__What you should do__.
Repeat the material verbatim. Images are excluded from the copy.

__Exercise material__.

- - - - - - -

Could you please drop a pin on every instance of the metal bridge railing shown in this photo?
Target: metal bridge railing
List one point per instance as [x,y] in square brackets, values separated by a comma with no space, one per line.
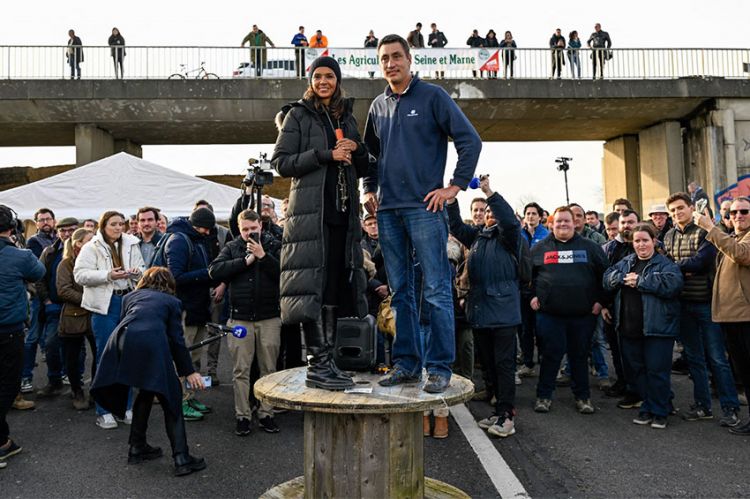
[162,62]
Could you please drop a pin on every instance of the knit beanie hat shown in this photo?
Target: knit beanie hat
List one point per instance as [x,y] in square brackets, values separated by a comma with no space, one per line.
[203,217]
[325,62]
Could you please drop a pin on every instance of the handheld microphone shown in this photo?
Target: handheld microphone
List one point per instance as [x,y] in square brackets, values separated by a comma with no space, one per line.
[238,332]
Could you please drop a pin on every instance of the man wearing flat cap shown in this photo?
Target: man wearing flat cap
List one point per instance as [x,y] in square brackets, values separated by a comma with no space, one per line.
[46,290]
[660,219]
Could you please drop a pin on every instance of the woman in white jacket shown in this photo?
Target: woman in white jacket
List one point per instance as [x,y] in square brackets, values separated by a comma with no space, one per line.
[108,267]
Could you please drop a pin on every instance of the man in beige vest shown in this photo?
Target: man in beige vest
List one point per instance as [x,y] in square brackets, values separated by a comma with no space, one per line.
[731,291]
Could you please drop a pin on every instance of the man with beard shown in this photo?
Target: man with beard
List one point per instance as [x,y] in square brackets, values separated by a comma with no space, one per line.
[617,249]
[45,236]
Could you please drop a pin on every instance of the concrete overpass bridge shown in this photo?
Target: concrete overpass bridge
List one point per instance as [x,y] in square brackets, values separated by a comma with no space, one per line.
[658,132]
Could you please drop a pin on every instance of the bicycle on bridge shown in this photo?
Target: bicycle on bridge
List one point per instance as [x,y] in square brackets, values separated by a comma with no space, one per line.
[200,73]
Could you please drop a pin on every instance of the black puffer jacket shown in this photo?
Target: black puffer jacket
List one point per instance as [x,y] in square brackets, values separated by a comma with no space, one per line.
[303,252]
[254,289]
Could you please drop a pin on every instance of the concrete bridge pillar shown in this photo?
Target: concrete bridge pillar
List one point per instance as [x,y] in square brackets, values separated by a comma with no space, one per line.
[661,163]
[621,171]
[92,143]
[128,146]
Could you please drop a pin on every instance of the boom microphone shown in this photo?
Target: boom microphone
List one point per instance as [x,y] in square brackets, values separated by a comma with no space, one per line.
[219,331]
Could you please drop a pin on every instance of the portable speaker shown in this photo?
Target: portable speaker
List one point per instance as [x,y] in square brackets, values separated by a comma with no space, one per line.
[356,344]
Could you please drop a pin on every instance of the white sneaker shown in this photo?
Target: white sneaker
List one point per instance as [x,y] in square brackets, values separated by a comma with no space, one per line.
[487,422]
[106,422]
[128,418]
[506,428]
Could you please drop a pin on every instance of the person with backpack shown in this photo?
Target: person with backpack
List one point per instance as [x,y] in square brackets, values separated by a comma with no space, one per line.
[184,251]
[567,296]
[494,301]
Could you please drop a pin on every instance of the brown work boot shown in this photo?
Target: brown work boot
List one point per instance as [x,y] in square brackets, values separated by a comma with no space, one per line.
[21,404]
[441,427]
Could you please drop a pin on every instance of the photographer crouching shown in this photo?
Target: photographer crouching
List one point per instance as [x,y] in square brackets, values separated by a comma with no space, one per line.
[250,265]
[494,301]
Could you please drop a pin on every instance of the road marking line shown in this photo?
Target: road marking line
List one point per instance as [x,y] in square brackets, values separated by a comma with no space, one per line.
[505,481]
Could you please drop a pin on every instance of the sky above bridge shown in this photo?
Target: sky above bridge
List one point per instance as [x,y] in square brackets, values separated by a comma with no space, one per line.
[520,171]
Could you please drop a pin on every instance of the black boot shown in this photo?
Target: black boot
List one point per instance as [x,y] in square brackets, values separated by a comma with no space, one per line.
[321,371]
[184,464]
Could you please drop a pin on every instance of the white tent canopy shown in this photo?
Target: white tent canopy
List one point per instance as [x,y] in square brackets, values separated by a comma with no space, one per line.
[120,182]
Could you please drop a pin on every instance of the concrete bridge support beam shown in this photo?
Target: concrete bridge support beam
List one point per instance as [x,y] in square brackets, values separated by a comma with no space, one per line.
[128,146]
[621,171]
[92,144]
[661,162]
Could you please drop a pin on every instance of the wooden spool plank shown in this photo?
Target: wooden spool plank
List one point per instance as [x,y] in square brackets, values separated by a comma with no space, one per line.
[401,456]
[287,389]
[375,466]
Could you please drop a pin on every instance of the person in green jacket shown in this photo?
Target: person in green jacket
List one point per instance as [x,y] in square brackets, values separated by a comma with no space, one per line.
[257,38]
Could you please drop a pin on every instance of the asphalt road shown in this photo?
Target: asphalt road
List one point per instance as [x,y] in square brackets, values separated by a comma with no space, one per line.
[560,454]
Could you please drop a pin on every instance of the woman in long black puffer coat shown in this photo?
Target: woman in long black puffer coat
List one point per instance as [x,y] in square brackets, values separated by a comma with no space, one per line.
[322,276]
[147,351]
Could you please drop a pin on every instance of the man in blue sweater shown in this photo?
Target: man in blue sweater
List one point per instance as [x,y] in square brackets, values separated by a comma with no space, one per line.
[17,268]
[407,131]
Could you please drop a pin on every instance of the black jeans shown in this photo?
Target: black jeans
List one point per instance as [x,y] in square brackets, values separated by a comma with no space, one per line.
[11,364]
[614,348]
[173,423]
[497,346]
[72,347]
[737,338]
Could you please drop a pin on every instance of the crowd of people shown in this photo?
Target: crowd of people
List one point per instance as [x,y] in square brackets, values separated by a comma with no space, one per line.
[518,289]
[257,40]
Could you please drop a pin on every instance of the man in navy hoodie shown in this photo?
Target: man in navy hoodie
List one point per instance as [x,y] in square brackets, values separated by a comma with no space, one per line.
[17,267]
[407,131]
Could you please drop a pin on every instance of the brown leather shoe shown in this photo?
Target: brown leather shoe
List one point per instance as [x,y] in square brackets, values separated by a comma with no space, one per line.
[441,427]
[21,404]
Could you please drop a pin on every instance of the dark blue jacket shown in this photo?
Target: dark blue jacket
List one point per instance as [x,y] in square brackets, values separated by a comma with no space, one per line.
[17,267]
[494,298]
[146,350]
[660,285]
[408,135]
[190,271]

- - - - - - -

__Correct result__.
Could you please drop a pin on every instance of the metal bridge railing shown in this photo?
Target: metal bridge railing
List one point per instance as [x,y] in square brackets, values separated by a comma with no space, one per line.
[162,62]
Could you please drop a pin on every instance of the knit beanie hat shown in this photo?
Target: knit beanie hat
List one point per instance as [x,y] in square brackets, values separated by a comma with no space, one per line.
[203,217]
[325,62]
Could you please drop a pin on every instance of the handheld microphone shown in this photo?
Target: handheld microphone
List one point per instance as [x,y] in square brackets, values separated by a comma with no space, one per line.
[238,332]
Could you please drop a pin on every instance of the man wearing flat cap shown in this photo?
Target: man wearing flat cap
List one point per instance as [x,y] in square brackets, values separated by a comma with no space, one per line.
[46,290]
[660,219]
Could you please drop a pin on every instance of the woman in white jacket shown in this photo?
Target: woman in white jacket
List one point per instance as [x,y] in square brackets, values separated by a comma with no space, one per line.
[108,267]
Could you please drop a pin on every instance of the man in beige vest shown in this photo?
Target: man in beige vest
List one point per instance as [x,y] in square brackets, values separated by a comma with no space, one per line.
[731,291]
Could you please drop a pin on every instance of the man with beard shown in this photo?
Target: man with beard
List one point per instance as [x,y] in square brackets, values separated by a comma with no space, one per line.
[617,249]
[45,236]
Could you please drop a pin on every instance of the concrete overpass bridge shown in this photo?
Target: concrete overpass bridge
List one point per instance as [x,y] in square brackets, values separated by a comma with no space, one per line.
[658,132]
Could you please drop a pin on every instance of the bicycle on bridge shown in this photo?
Target: bicycle on bridge
List one point per instance as [x,y] in square brackets, values separated by a comma with no space, one per line.
[200,73]
Could you please drop a pin on every instance of the black puffer jacket shown in this photo?
Target: black puffer jacket
List one point per instance as [x,y] in square brackets, values separated by a comma with no space, one per line.
[303,252]
[254,289]
Could you please drop a pin on every instance of the concrete bridge pillar shown in this photo?
Target: concrete bridge pillar
List one point per instance as [x,y] in square brackets, values separated by a comma with no space, one per line.
[661,163]
[621,171]
[92,143]
[128,146]
Could you please drop a pin on every instance of the boom microphone shown in this photo?
Target: boom microphone
List one point per instance as [x,y] in square brackets, values separated by a comma with no space, one per line.
[219,331]
Could you please drop a pin on every instance of the portable speaker shown in this photo?
Target: portable speaker
List one point per instance as [x,y] in square brackets, values separated by a comma with no space, one per line.
[356,344]
Could you please drop a pin on every instance of the white sneaker shown in this photo?
Target: white sneaker
List one point per instance as [x,y] in square brackets, values separated by a comma with no space, one per line.
[487,422]
[106,422]
[128,418]
[506,428]
Could you please drop a pin on every instance of the person with backpack shown in this photo?
Target: person with backpack
List one point per instance as [x,y] in square brackets, values separated by a comma with no space, one per line.
[184,251]
[567,296]
[494,301]
Could you please drop a pin on every instance of the brown work boot shown in this photo?
Target: brown work boot
List one point per instance as [x,y] in square brackets, values separated by a comma with no space, one per line.
[21,404]
[441,427]
Could you please drop a pin on every instance of the photographer crouching shown in this photo?
Target: photographer crouching
List one point per instance as [x,y] in square brackets, values separated by a comma with no space, one per line.
[250,265]
[494,301]
Could you please drop a pin on every instance of the road marking line shown in this photo?
Target: road marking line
List one point per instance as [x,y] in square brackets, values separated by a comma with no space, one per line.
[505,481]
Could you please drop a pin on every instance of the sky above bridge shown in this photo?
Target: sky above bridge
List one point per instance as [x,y] in square brackets, values separated by a comma with no space, one per line.
[520,171]
Could you please drop a pin on every instance of the black boot shown in this photo?
Target: black boot
List one point per instance as [x,y] in square brackets, values separated by a comma with no space, one per line.
[321,371]
[184,464]
Could you please drop a pin on every instance of the white tent canopy shown in this photo?
Target: white tent canopy
List one point per instance as [x,y] in square brackets, values separated by a comma with no space, one per line.
[120,182]
Could you please drop a pin on every instance of the concrete bridge support beam shown in this photo?
Target: concrete bridge support beam
List one point per instance as [x,y] in square brackets, values separated by a comma with no space, one per line.
[128,146]
[621,171]
[92,144]
[661,162]
Could you please drop a pin on every instance of the wooden spool plank shown in this photo?
Target: wooden spool plank
List one point per instance as [x,y] in square brackets, values separated by a comma with no space, one per line.
[401,456]
[287,389]
[375,466]
Could you please drop a pin on every instance of the person in green jacket shown in this photo?
Target: person in green jacket
List one point per instance as [x,y] in square brackets, values separated by a comma with no space, one per line.
[257,38]
Could you please drop a pin on every instance of the asphalt road shown in this photo?
Target: asphalt road
List one point per instance as [x,y] in square brackets, values separated by a comma with no space, one per line.
[560,454]
Could you please drop a pin on every instance of the woman in long black puffer coat shown in this photo?
Target: woman in long black puffer coat
List one point per instance as [x,y] in square brackets, values separated by a comma with no space, one per line.
[322,276]
[147,351]
Could you please drop a pin on every instance of the man in blue sweater shown in this photo?
Target: man in blue sweater
List one point per instance as [x,y] in square brackets, values separated by a comma with no space, one per line.
[17,268]
[407,131]
Could you please drop a pin on every instance of the black jeans shown in this photo?
Target: black jeans
List one point per instance as [x,y] in square brackets, values separated by a comma with no space, one per line.
[11,364]
[614,348]
[173,423]
[497,346]
[72,347]
[737,338]
Could you please drop a pin on every instance of the crowd of people shown in this photo?
Target: crowd of people
List one point per instance as [x,y] in square brackets, values separated by a comma with no space, one per line.
[518,289]
[257,40]
Could you please drop a pin on every instance of the man in navy hoodie shown in this photo?
Target: man in navy hoodie
List one point per instance as [x,y] in square brackets, values separated by a comma with no space, one per line.
[17,267]
[407,131]
Could you please drop a pin on every instance of the brown leather shoe shown in this photo?
Target: brown leather shoe
List one point per instance as [x,y] in square brackets, values separated by a comma with no space, one per line.
[441,427]
[21,404]
Could you please drop a pin on every instance of the dark blue jacket shown in this photo?
Target: dark blue jacket
List one point per instance as [x,y] in square brackets, values separated by a comma with no space, one per line.
[17,267]
[494,298]
[146,350]
[660,285]
[408,135]
[190,271]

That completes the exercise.